[What you have to do] How do the lines below between the ones holding "Args: query, the phrase to segment: yellow" and "Args: query, the phrase to segment: front", inclusive, read? Give them again exactly, with no other lines.

[Supplied records]
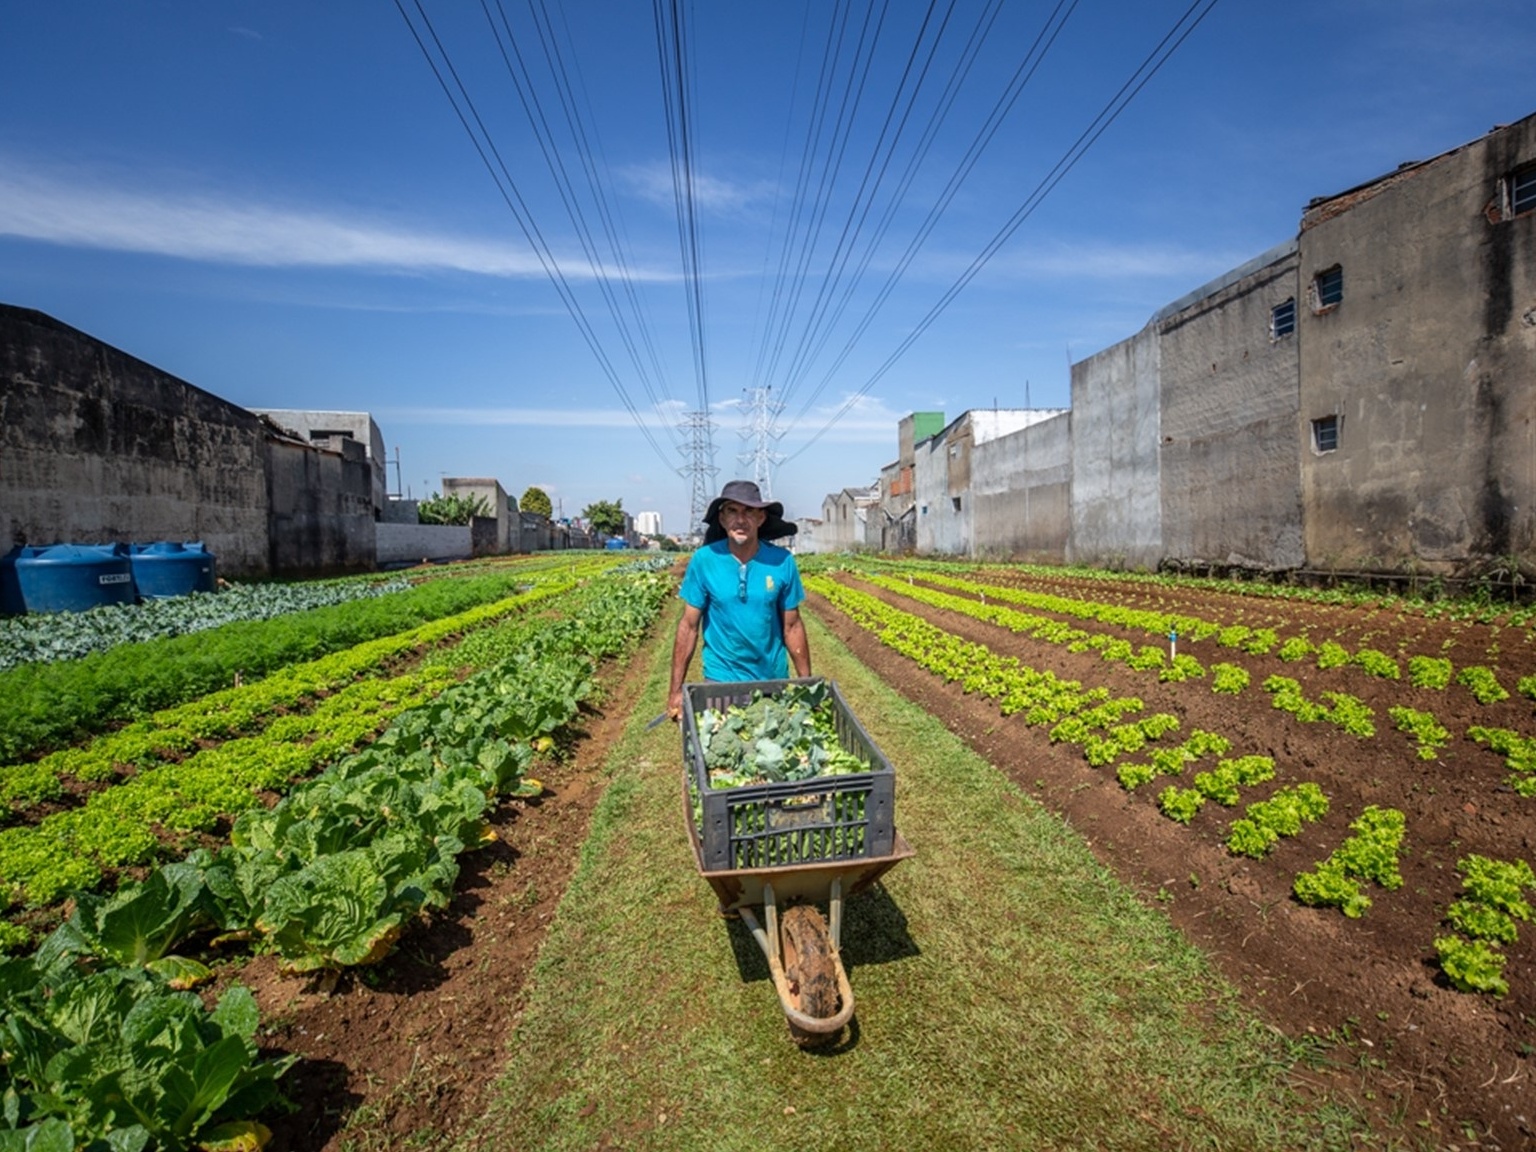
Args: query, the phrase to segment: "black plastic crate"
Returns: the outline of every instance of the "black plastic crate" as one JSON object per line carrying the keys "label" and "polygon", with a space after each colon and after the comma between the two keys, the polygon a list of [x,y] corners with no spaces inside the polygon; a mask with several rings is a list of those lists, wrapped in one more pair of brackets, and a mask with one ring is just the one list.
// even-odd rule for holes
{"label": "black plastic crate", "polygon": [[[801,680],[746,680],[683,686],[683,762],[689,793],[702,808],[696,828],[704,871],[773,868],[827,860],[886,856],[894,850],[896,774],[848,709],[835,681],[826,681],[837,741],[869,765],[867,772],[809,780],[711,788],[697,716],[776,695]],[[692,813],[690,813],[692,818]]]}

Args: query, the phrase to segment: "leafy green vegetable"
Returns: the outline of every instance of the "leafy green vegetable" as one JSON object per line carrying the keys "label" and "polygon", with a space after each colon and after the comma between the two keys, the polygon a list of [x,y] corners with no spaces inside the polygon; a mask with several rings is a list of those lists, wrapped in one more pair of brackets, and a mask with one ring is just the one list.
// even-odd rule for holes
{"label": "leafy green vegetable", "polygon": [[754,692],[744,705],[698,716],[710,787],[736,788],[863,772],[868,765],[838,742],[826,681]]}
{"label": "leafy green vegetable", "polygon": [[1493,670],[1481,664],[1469,664],[1456,673],[1456,683],[1471,689],[1479,704],[1497,704],[1500,700],[1509,699],[1509,692],[1499,683]]}
{"label": "leafy green vegetable", "polygon": [[1439,936],[1435,938],[1435,952],[1446,977],[1460,991],[1509,995],[1509,981],[1504,979],[1506,958],[1485,941]]}

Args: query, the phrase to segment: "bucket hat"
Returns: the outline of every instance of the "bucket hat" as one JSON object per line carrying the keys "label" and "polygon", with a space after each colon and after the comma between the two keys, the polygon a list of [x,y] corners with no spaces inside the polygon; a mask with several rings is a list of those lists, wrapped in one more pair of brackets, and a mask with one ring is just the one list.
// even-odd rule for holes
{"label": "bucket hat", "polygon": [[757,530],[759,540],[782,540],[799,531],[794,524],[784,519],[784,505],[780,501],[764,500],[761,489],[751,480],[732,480],[720,489],[720,495],[709,502],[709,511],[704,513],[704,543],[713,544],[716,540],[725,539],[725,529],[720,526],[720,506],[728,501],[748,508],[762,508],[768,513],[763,526]]}

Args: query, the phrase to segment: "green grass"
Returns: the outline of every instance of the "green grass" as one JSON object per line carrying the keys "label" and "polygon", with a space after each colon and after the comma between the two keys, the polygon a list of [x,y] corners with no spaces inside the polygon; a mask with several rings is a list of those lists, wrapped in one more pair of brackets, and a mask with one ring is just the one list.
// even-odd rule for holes
{"label": "green grass", "polygon": [[458,1147],[1267,1149],[1347,1145],[1275,1034],[1082,838],[810,622],[817,671],[897,768],[917,850],[849,901],[856,1029],[790,1041],[767,965],[694,869],[670,635]]}

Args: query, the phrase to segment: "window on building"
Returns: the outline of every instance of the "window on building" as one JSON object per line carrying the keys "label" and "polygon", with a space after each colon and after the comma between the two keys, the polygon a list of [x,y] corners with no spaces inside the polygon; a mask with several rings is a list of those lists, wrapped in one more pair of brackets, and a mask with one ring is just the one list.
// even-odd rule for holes
{"label": "window on building", "polygon": [[1296,331],[1296,297],[1292,296],[1283,304],[1276,304],[1269,310],[1269,335],[1271,339],[1278,340],[1282,336],[1289,336]]}
{"label": "window on building", "polygon": [[1335,264],[1312,278],[1313,308],[1321,312],[1344,299],[1344,269]]}
{"label": "window on building", "polygon": [[1312,421],[1312,451],[1332,452],[1339,446],[1339,418],[1324,416]]}
{"label": "window on building", "polygon": [[958,497],[958,496],[951,496],[949,499],[950,499],[950,503],[952,503],[955,506],[955,511],[956,512],[960,511],[960,497]]}
{"label": "window on building", "polygon": [[1509,178],[1509,214],[1536,211],[1536,164]]}

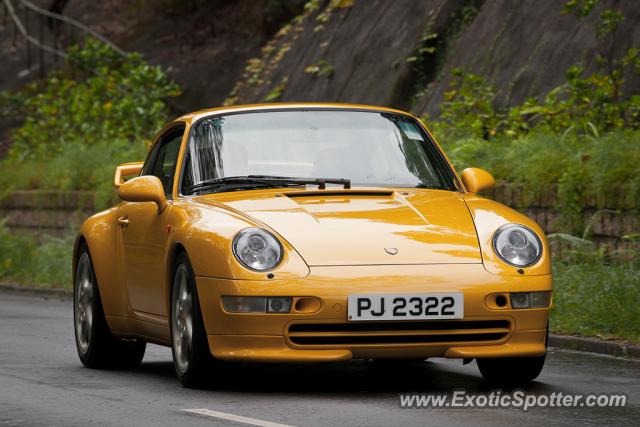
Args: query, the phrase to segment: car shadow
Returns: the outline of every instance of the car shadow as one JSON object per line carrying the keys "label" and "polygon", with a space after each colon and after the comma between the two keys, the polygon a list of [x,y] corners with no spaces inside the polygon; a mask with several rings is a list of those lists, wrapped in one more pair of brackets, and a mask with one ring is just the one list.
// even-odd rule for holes
{"label": "car shadow", "polygon": [[[472,362],[475,365],[475,362]],[[460,362],[462,364],[462,362]],[[305,395],[389,395],[400,392],[449,393],[456,389],[505,392],[522,389],[532,392],[554,390],[541,382],[525,385],[496,385],[480,373],[452,370],[452,365],[432,361],[375,362],[350,360],[335,363],[270,364],[216,362],[207,374],[202,390]],[[473,366],[475,368],[475,366]],[[143,362],[139,374],[175,378],[172,362]],[[476,371],[477,372],[477,371]]]}
{"label": "car shadow", "polygon": [[170,378],[174,381],[178,381],[176,373],[173,368],[173,362],[145,362],[143,361],[140,366],[136,368],[136,373],[143,374],[144,376],[153,376],[158,379]]}

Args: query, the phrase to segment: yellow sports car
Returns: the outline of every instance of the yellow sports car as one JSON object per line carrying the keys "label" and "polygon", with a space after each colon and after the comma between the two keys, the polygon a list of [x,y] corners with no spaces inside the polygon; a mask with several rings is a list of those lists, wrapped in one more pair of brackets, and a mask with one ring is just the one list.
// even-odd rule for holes
{"label": "yellow sports car", "polygon": [[[129,180],[125,177],[137,175]],[[414,117],[277,104],[169,123],[123,200],[73,252],[82,363],[170,346],[185,386],[216,360],[477,359],[497,382],[544,365],[552,276],[540,227],[477,196]]]}

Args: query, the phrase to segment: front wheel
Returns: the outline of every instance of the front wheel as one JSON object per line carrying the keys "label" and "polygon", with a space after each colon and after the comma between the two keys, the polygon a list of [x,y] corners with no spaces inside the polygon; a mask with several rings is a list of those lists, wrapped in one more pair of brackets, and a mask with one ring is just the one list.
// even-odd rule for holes
{"label": "front wheel", "polygon": [[202,320],[195,275],[185,252],[178,254],[173,273],[171,350],[182,385],[189,388],[202,385],[213,356]]}
{"label": "front wheel", "polygon": [[[549,323],[544,346],[549,341]],[[480,373],[487,381],[500,384],[524,384],[535,380],[542,372],[546,353],[538,357],[507,357],[503,359],[477,359]]]}
{"label": "front wheel", "polygon": [[487,380],[500,384],[523,384],[535,380],[542,372],[546,354],[538,357],[508,357],[477,359],[480,373]]}
{"label": "front wheel", "polygon": [[147,344],[144,341],[120,340],[107,325],[86,243],[78,252],[73,302],[76,349],[84,366],[133,369],[142,362]]}

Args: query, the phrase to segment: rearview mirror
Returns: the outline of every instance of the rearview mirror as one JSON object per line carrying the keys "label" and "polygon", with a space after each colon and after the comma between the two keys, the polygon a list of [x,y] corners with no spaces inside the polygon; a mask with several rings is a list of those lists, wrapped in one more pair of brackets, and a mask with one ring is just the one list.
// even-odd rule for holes
{"label": "rearview mirror", "polygon": [[127,175],[140,175],[140,171],[144,166],[143,162],[137,163],[125,163],[116,168],[113,173],[113,189],[118,191],[118,188],[125,183],[124,177]]}
{"label": "rearview mirror", "polygon": [[496,185],[496,180],[487,171],[467,168],[462,171],[462,183],[471,194],[484,193]]}
{"label": "rearview mirror", "polygon": [[144,175],[130,179],[118,188],[118,197],[125,202],[154,202],[158,214],[167,207],[164,188],[157,176]]}

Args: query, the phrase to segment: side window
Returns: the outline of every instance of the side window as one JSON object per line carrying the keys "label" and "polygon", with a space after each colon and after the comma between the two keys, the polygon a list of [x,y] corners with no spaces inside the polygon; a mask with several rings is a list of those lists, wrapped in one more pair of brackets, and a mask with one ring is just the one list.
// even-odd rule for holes
{"label": "side window", "polygon": [[142,173],[140,173],[140,176],[143,175],[151,175],[151,170],[153,168],[153,160],[156,158],[156,155],[158,154],[158,149],[160,148],[161,144],[156,144],[153,146],[153,151],[149,152],[149,154],[147,155],[147,159],[144,161],[144,166],[142,166]]}
{"label": "side window", "polygon": [[[155,155],[155,159],[153,160],[153,167],[150,171],[143,170],[143,175],[154,175],[160,179],[164,187],[164,193],[167,196],[171,196],[173,192],[173,176],[178,152],[180,151],[180,145],[182,143],[182,135],[184,135],[184,128],[178,131],[170,130],[169,133],[163,135],[157,144],[159,149],[158,154]],[[145,169],[146,166],[147,165],[145,165]]]}

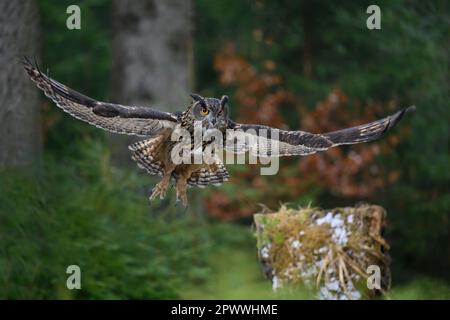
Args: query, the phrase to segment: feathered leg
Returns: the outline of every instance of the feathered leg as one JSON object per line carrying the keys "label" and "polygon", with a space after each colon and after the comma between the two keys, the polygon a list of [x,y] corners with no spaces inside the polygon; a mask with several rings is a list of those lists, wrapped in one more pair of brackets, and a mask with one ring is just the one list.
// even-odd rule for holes
{"label": "feathered leg", "polygon": [[167,187],[169,186],[170,175],[170,173],[165,173],[162,180],[153,187],[152,194],[149,197],[150,200],[156,199],[158,196],[161,200],[164,199],[166,196]]}
{"label": "feathered leg", "polygon": [[163,178],[160,182],[156,184],[156,186],[152,189],[152,194],[149,199],[153,200],[157,196],[162,200],[166,196],[167,188],[169,187],[170,178],[172,177],[172,172],[175,169],[175,165],[170,164],[165,166]]}
{"label": "feathered leg", "polygon": [[175,184],[175,189],[177,193],[177,204],[181,202],[183,207],[187,207],[187,177],[185,175],[181,175],[177,178],[177,182]]}

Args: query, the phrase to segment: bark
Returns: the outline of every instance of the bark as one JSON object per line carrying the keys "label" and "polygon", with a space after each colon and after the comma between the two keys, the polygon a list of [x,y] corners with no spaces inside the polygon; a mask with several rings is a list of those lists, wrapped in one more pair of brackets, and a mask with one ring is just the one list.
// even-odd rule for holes
{"label": "bark", "polygon": [[38,49],[36,1],[0,1],[0,167],[39,163],[39,95],[19,62]]}
{"label": "bark", "polygon": [[[183,110],[192,78],[192,3],[189,0],[113,2],[112,99]],[[129,163],[132,139],[113,137],[115,162]]]}

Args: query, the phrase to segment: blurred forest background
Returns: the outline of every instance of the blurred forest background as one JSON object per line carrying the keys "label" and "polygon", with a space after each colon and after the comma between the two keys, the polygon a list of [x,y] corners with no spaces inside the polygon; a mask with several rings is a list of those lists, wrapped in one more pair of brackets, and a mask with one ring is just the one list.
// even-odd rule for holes
{"label": "blurred forest background", "polygon": [[[66,9],[81,8],[68,30]],[[450,298],[448,1],[0,1],[0,298],[304,298],[273,293],[257,263],[259,203],[379,204],[389,298]],[[152,204],[156,179],[128,138],[38,94],[18,58],[99,100],[183,110],[231,97],[232,116],[311,132],[416,105],[385,139],[282,159],[276,176],[228,166],[186,211]],[[66,288],[66,268],[82,290]]]}

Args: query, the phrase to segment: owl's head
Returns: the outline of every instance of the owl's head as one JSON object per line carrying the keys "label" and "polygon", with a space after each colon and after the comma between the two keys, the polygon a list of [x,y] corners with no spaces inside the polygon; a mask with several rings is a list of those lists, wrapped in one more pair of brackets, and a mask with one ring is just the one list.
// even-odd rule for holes
{"label": "owl's head", "polygon": [[204,128],[224,129],[228,123],[228,96],[221,99],[204,98],[192,93],[191,112],[196,121],[202,121]]}

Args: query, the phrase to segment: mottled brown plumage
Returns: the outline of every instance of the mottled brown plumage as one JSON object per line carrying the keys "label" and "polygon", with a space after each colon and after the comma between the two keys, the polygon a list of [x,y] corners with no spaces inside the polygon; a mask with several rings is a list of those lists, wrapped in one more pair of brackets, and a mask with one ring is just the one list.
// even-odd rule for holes
{"label": "mottled brown plumage", "polygon": [[[228,171],[217,153],[200,163],[176,163],[173,153],[178,146],[188,146],[190,157],[196,151],[206,154],[208,147],[222,142],[220,147],[228,152],[250,152],[256,156],[308,155],[343,144],[369,142],[380,138],[403,117],[403,109],[384,119],[369,124],[324,134],[304,131],[279,130],[258,124],[239,124],[228,115],[228,97],[203,98],[192,94],[192,102],[181,113],[168,113],[148,107],[132,107],[94,100],[43,74],[28,60],[25,70],[44,94],[56,105],[75,118],[99,128],[121,134],[147,137],[129,148],[132,159],[151,175],[159,175],[161,181],[153,188],[150,199],[164,198],[171,182],[175,184],[177,201],[187,205],[188,187],[220,185],[229,178]],[[204,135],[215,130],[218,136],[195,139],[196,125]],[[174,135],[187,132],[188,142]],[[231,132],[231,133],[230,133]],[[221,139],[220,141],[218,139]],[[198,145],[197,145],[198,144]]]}

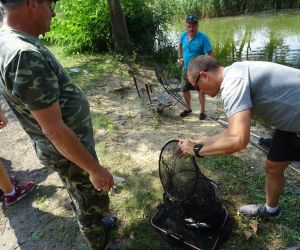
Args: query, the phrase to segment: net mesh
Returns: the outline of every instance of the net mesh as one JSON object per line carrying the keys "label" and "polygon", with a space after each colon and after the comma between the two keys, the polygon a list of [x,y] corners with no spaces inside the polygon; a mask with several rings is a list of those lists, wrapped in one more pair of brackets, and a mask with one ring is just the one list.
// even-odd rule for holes
{"label": "net mesh", "polygon": [[180,158],[178,140],[163,147],[159,158],[159,175],[165,198],[177,216],[205,221],[216,206],[215,190],[194,157]]}

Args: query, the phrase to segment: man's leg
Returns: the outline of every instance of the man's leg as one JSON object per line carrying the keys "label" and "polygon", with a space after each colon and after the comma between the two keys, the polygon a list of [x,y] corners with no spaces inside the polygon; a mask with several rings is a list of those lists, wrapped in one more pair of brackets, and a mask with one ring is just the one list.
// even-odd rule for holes
{"label": "man's leg", "polygon": [[186,110],[191,110],[191,93],[190,91],[183,92],[184,101],[186,104]]}
{"label": "man's leg", "polygon": [[4,200],[6,206],[11,206],[21,200],[33,187],[32,181],[17,185],[16,179],[8,175],[2,161],[0,161],[0,200]]}
{"label": "man's leg", "polygon": [[205,114],[205,94],[202,91],[198,91],[198,99],[200,103],[200,120],[205,120],[206,119],[206,114]]}
{"label": "man's leg", "polygon": [[243,206],[240,213],[247,216],[278,217],[279,197],[285,185],[284,170],[291,161],[300,161],[299,155],[300,138],[295,133],[276,129],[264,163],[266,203]]}
{"label": "man's leg", "polygon": [[264,168],[266,174],[266,205],[276,207],[279,204],[279,197],[285,185],[284,170],[290,162],[274,162],[265,160]]}
{"label": "man's leg", "polygon": [[13,191],[13,185],[2,161],[0,161],[0,189],[5,194]]}
{"label": "man's leg", "polygon": [[190,91],[183,91],[183,97],[186,104],[185,110],[180,113],[180,117],[186,117],[188,114],[192,113],[191,109],[191,93]]}
{"label": "man's leg", "polygon": [[187,72],[184,71],[183,82],[181,83],[181,91],[183,93],[183,98],[185,101],[185,110],[180,113],[180,117],[186,117],[188,114],[192,113],[191,109],[191,93],[190,90],[193,89],[187,79]]}
{"label": "man's leg", "polygon": [[107,235],[102,218],[109,207],[108,193],[96,190],[88,174],[73,163],[57,166],[55,170],[72,200],[82,235],[92,249],[104,249],[107,245]]}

[Response to this task]
Args: query, the phrase to segment: yellow sports car
Returns: the outline of every instance of the yellow sports car as one JSON object per line carrying the keys "label" and "polygon", with a space after each colon and after the comma between the two keys, the polygon a list of [x,y] corners with no spaces inside the polygon; a mask with several rings is a list of those lists, wrapped in one more pair of brackets, and a mask with one ring is just the one list.
// even-odd rule for holes
{"label": "yellow sports car", "polygon": [[[129,180],[125,177],[137,175]],[[414,117],[277,104],[169,123],[123,200],[73,252],[82,363],[170,346],[185,386],[216,360],[477,359],[497,382],[544,365],[552,276],[540,227],[477,196]]]}

Args: query, the phrase to segment: front wheel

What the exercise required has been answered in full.